REQUIRED WORK >> Collect every line in the records below that contains the string "white", and copy each of those lines unchanged.

SOURCE DATA >>

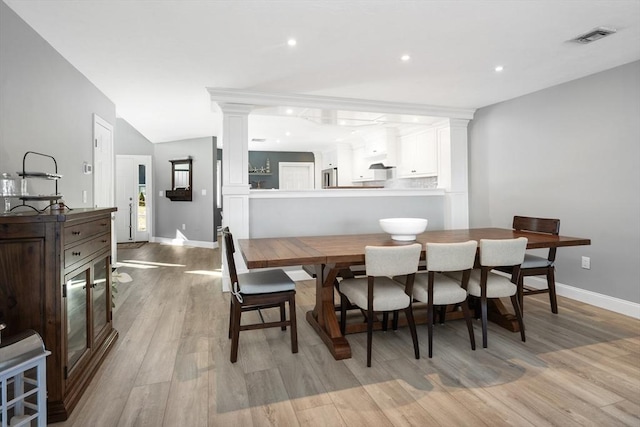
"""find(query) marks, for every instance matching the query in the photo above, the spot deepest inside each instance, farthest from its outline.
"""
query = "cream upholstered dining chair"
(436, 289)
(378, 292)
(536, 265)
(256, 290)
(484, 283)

==

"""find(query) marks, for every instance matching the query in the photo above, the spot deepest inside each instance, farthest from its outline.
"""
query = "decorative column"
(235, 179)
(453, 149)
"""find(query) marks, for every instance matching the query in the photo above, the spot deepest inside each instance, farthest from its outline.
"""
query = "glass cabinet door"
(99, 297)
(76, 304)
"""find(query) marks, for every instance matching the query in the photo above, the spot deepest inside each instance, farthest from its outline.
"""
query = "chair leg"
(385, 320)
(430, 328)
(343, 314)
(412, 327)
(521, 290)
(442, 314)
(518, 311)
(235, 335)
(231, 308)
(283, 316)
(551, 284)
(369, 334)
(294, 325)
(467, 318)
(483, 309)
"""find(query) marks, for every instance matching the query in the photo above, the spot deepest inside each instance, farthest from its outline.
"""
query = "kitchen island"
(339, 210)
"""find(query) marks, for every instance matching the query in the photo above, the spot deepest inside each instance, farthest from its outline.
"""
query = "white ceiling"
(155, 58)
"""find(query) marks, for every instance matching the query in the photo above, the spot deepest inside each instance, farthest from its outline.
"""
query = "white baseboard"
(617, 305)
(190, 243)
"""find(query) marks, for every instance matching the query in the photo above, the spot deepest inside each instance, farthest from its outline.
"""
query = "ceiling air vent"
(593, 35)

SOLUTION BELOW >>
query = "white ceiling"
query = "white baseboard"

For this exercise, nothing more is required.